== Compito assegnato ==
Restituisca queste righe come lista JSON di stringhe, una stringa per riga, omettendo le righe vuote.

== Dati raccolti ==
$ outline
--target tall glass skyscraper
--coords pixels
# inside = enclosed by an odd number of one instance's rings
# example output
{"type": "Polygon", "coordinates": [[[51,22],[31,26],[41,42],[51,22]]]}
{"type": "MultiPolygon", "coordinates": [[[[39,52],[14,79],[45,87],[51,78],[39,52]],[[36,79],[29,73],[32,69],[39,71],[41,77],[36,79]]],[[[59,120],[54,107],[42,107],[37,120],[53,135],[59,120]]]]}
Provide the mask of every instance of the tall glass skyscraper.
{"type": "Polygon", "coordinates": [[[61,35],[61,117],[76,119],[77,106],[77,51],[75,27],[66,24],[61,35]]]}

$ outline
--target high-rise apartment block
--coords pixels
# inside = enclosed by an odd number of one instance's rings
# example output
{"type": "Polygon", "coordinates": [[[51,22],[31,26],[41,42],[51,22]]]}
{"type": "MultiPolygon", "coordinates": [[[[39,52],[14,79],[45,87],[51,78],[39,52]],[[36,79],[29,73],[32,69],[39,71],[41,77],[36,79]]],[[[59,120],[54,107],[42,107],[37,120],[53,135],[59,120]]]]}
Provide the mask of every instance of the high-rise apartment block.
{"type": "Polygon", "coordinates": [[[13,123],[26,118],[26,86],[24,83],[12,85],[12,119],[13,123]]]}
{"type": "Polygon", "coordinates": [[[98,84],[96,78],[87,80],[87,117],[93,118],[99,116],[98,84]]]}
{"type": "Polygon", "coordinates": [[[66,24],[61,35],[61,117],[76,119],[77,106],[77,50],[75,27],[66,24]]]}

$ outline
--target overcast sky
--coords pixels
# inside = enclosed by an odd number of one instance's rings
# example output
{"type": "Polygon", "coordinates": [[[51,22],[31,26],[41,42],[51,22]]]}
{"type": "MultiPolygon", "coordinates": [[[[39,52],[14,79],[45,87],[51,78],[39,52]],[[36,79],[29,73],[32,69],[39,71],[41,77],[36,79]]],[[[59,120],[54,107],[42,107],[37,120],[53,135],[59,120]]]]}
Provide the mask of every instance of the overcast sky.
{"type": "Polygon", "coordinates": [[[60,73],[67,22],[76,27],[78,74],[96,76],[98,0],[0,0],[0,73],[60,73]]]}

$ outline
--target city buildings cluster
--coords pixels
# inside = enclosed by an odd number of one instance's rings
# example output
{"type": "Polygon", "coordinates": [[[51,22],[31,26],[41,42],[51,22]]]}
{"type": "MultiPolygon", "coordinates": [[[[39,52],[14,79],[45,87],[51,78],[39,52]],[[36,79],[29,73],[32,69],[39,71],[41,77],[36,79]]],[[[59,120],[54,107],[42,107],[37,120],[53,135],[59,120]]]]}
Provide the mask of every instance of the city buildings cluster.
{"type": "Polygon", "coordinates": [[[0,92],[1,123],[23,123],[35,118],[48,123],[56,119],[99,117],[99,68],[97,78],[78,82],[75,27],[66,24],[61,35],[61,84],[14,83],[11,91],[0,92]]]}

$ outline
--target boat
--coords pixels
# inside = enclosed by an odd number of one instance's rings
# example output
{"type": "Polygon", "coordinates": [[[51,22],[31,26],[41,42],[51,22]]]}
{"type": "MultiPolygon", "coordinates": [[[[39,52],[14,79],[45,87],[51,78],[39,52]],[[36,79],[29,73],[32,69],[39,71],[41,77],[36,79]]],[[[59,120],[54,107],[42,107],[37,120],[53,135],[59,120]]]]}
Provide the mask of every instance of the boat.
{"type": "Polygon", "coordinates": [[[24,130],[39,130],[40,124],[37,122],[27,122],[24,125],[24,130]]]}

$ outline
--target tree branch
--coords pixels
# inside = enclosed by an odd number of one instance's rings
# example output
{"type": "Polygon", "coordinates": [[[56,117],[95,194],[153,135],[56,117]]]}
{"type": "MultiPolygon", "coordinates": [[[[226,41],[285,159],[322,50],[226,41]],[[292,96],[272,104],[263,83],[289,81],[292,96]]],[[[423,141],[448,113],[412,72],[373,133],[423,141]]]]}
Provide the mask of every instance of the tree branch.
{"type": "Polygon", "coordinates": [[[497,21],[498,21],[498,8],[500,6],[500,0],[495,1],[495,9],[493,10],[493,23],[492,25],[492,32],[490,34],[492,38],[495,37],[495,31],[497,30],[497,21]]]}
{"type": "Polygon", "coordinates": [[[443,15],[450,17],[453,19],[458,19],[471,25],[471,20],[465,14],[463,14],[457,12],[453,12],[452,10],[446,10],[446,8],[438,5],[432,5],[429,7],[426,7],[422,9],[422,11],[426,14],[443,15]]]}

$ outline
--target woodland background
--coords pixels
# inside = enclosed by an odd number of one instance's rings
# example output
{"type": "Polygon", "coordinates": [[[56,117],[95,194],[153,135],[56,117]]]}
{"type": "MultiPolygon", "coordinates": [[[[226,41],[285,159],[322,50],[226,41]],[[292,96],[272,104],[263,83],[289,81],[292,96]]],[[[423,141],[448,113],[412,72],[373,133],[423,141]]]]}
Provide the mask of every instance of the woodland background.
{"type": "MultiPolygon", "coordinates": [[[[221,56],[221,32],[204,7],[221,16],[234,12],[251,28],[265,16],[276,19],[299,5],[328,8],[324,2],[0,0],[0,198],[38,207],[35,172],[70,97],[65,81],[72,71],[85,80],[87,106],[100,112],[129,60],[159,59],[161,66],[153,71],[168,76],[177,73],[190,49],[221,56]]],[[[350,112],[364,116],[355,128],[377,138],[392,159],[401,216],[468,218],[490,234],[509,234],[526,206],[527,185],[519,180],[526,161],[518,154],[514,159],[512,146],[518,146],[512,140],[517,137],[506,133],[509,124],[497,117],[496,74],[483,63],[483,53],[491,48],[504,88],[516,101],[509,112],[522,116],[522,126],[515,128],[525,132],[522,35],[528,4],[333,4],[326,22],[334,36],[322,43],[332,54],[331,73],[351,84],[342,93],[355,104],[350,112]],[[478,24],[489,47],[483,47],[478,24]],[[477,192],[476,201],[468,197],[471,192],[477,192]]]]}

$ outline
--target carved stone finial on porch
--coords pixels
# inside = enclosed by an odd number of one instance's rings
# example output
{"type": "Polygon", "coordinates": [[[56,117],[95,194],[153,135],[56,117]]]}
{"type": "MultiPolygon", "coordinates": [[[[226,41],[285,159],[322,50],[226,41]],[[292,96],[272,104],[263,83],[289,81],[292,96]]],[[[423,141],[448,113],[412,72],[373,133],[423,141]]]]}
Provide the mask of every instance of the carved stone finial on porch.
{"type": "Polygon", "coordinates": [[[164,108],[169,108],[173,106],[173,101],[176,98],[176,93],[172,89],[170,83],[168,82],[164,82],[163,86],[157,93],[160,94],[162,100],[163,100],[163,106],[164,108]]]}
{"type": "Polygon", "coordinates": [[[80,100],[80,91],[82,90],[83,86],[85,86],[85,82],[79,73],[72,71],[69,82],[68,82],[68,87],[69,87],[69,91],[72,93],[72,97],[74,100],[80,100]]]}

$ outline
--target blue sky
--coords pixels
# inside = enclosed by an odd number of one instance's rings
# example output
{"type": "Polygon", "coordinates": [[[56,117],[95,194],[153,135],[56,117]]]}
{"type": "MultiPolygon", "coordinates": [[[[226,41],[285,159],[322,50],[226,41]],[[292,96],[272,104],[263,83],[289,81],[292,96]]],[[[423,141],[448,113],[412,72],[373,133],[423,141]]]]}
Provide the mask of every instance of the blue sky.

== Esito del compito ==
[
  "$ outline",
  "--target tall glass skyscraper",
  "--coords pixels",
  "# inside = enclosed by an odd number of one instance's rings",
  "# example output",
  "{\"type\": \"Polygon\", \"coordinates\": [[[51,22],[31,26],[41,42],[51,22]]]}",
  "{\"type\": \"MultiPolygon\", \"coordinates\": [[[[39,52],[14,79],[45,87],[51,78],[39,52]],[[36,79],[29,73],[32,69],[39,71],[41,77],[36,79]]],[[[59,120],[54,107],[42,107],[37,120],[53,135],[59,120]]]]}",
  "Provide the mask of every instance of the tall glass skyscraper.",
  "{\"type\": \"Polygon\", \"coordinates\": [[[61,35],[61,117],[76,119],[77,106],[77,51],[75,27],[66,24],[61,35]]]}",
  "$ outline",
  "--target high-rise apartment block",
  "--coords pixels",
  "# inside = enclosed by an odd number of one instance's rings",
  "# example output",
  "{\"type\": \"Polygon\", \"coordinates\": [[[51,22],[31,26],[41,42],[51,22]]]}",
  "{\"type\": \"MultiPolygon\", \"coordinates\": [[[[39,52],[14,79],[45,87],[51,78],[39,52]],[[36,79],[29,73],[32,69],[39,71],[41,77],[36,79]]],[[[59,120],[54,107],[42,107],[37,120],[53,135],[59,120]]]]}",
  "Provide the mask of every instance of the high-rise apartment block.",
  "{\"type\": \"Polygon\", \"coordinates\": [[[13,123],[26,118],[26,86],[24,83],[12,85],[12,119],[13,123]]]}",
  "{\"type\": \"Polygon\", \"coordinates\": [[[98,84],[96,78],[87,80],[87,117],[93,118],[99,116],[98,84]]]}",
  "{\"type\": \"Polygon\", \"coordinates\": [[[66,24],[61,35],[61,117],[76,119],[77,106],[77,50],[75,27],[66,24]]]}",
  "$ outline",
  "--target overcast sky",
  "--coords pixels",
  "# inside = enclosed by an odd number of one instance's rings",
  "# example output",
  "{\"type\": \"Polygon\", \"coordinates\": [[[51,22],[31,26],[41,42],[51,22]]]}",
  "{\"type\": \"MultiPolygon\", \"coordinates\": [[[[39,52],[14,79],[45,87],[51,78],[39,52]],[[36,79],[29,73],[32,69],[39,71],[41,77],[36,79]]],[[[59,120],[54,107],[42,107],[37,120],[53,135],[59,120]]]]}",
  "Provide the mask of every instance of the overcast sky.",
  "{\"type\": \"Polygon\", \"coordinates\": [[[60,73],[67,22],[76,27],[78,74],[96,76],[98,0],[0,0],[0,73],[60,73]]]}",
  "$ outline",
  "--target city buildings cluster",
  "--coords pixels",
  "# inside = enclosed by an odd number of one instance's rings",
  "# example output",
  "{\"type\": \"Polygon\", \"coordinates\": [[[51,22],[31,26],[41,42],[51,22]]]}",
  "{\"type\": \"MultiPolygon\", \"coordinates\": [[[[39,52],[14,79],[45,87],[51,78],[39,52]],[[36,79],[29,73],[32,69],[39,71],[41,77],[36,79]]],[[[59,120],[54,107],[42,107],[37,120],[53,135],[59,120]]]]}",
  "Provide the mask of every instance of the city buildings cluster.",
  "{\"type\": \"Polygon\", \"coordinates\": [[[0,92],[1,123],[23,123],[35,118],[48,123],[56,119],[99,117],[99,68],[97,78],[78,82],[75,27],[66,24],[61,35],[61,84],[14,83],[11,91],[0,92]]]}",
  "$ outline",
  "--target boat",
  "--coords pixels",
  "# inside = enclosed by an odd number of one instance's rings",
  "# example output",
  "{\"type\": \"Polygon\", \"coordinates\": [[[51,22],[31,26],[41,42],[51,22]]]}",
  "{\"type\": \"MultiPolygon\", \"coordinates\": [[[[39,52],[14,79],[45,87],[51,78],[39,52]],[[36,79],[29,73],[32,69],[39,71],[41,77],[36,79]]],[[[59,120],[54,107],[42,107],[37,120],[53,135],[59,120]]]]}",
  "Provide the mask of every instance of the boat.",
  "{\"type\": \"Polygon\", \"coordinates\": [[[24,130],[39,130],[40,124],[37,122],[27,122],[24,125],[24,130]]]}",
  "$ outline",
  "--target tree branch",
  "--coords pixels",
  "# inside = enclosed by an odd number of one instance's rings",
  "# example output",
  "{\"type\": \"Polygon\", \"coordinates\": [[[56,117],[95,194],[153,135],[56,117]]]}",
  "{\"type\": \"MultiPolygon\", \"coordinates\": [[[[226,41],[285,159],[322,50],[226,41]],[[292,96],[272,104],[263,83],[289,81],[292,96]]],[[[423,141],[448,113],[412,72],[373,133],[423,141]]]]}",
  "Provide the mask of every instance of the tree branch.",
  "{\"type\": \"Polygon\", \"coordinates\": [[[497,21],[498,21],[498,8],[500,6],[500,0],[495,1],[495,9],[493,10],[493,23],[492,25],[492,32],[490,34],[492,38],[495,37],[495,31],[497,30],[497,21]]]}",
  "{\"type\": \"Polygon\", \"coordinates\": [[[443,15],[450,17],[453,19],[458,19],[471,25],[471,20],[465,14],[463,14],[457,12],[453,12],[452,10],[446,10],[446,8],[438,5],[432,5],[429,7],[426,7],[422,9],[422,11],[426,14],[443,15]]]}",
  "$ outline",
  "--target woodland background",
  "--coords pixels",
  "# inside = enclosed by an odd number of one instance's rings",
  "# example output",
  "{\"type\": \"Polygon\", \"coordinates\": [[[56,117],[95,194],[153,135],[56,117]]]}",
  "{\"type\": \"MultiPolygon\", \"coordinates\": [[[[226,41],[285,159],[322,50],[226,41]],[[292,96],[272,104],[263,83],[289,81],[292,96]]],[[[423,141],[448,113],[412,72],[373,133],[423,141]]]]}",
  "Provide the mask of every instance of the woodland background.",
  "{\"type\": \"MultiPolygon\", \"coordinates\": [[[[221,56],[221,32],[204,7],[221,16],[234,12],[251,28],[265,16],[276,19],[299,5],[328,8],[324,2],[0,0],[0,198],[38,207],[35,172],[70,97],[65,81],[72,71],[85,80],[87,106],[100,112],[129,60],[159,59],[161,66],[153,71],[168,76],[177,73],[190,49],[221,56]]],[[[350,112],[364,116],[355,128],[377,138],[392,159],[401,216],[468,218],[490,234],[509,234],[526,206],[527,185],[519,180],[526,161],[518,154],[514,159],[512,146],[518,146],[512,140],[517,137],[506,133],[509,124],[497,117],[496,74],[483,63],[483,53],[491,48],[504,88],[516,101],[509,112],[522,116],[522,126],[515,128],[525,132],[522,35],[528,4],[333,4],[326,22],[334,36],[322,43],[332,54],[331,73],[351,84],[342,93],[355,104],[350,112]],[[478,24],[489,47],[483,47],[478,24]],[[477,192],[476,201],[468,197],[471,192],[477,192]]]]}",
  "$ outline",
  "--target carved stone finial on porch",
  "--coords pixels",
  "# inside = enclosed by an odd number of one instance's rings",
  "# example output",
  "{\"type\": \"Polygon\", \"coordinates\": [[[56,117],[95,194],[153,135],[56,117]]]}",
  "{\"type\": \"MultiPolygon\", \"coordinates\": [[[[226,41],[285,159],[322,50],[226,41]],[[292,96],[272,104],[263,83],[289,81],[292,96]]],[[[423,141],[448,113],[412,72],[373,133],[423,141]]]]}",
  "Provide the mask of every instance of the carved stone finial on porch.",
  "{\"type\": \"Polygon\", \"coordinates\": [[[164,108],[169,108],[173,106],[173,101],[176,98],[176,93],[172,89],[170,83],[168,82],[164,82],[163,86],[157,93],[160,94],[162,100],[163,100],[163,106],[164,108]]]}",
  "{\"type\": \"Polygon\", \"coordinates\": [[[80,100],[80,91],[82,90],[83,86],[85,86],[85,82],[79,73],[72,71],[69,82],[68,82],[68,87],[69,87],[69,91],[72,93],[72,97],[74,100],[80,100]]]}",
  "$ outline",
  "--target blue sky",
  "--coords pixels",
  "# inside = enclosed by an odd number of one instance's rings",
  "# example output",
  "{\"type\": \"Polygon\", \"coordinates\": [[[56,117],[95,194],[153,135],[56,117]]]}",
  "{\"type\": \"MultiPolygon\", \"coordinates\": [[[[226,41],[285,159],[322,50],[226,41]],[[292,96],[272,104],[263,83],[289,81],[292,96]]],[[[423,141],[448,113],[412,72],[373,133],[423,141]]]]}",
  "Provide the mask of every instance of the blue sky."
]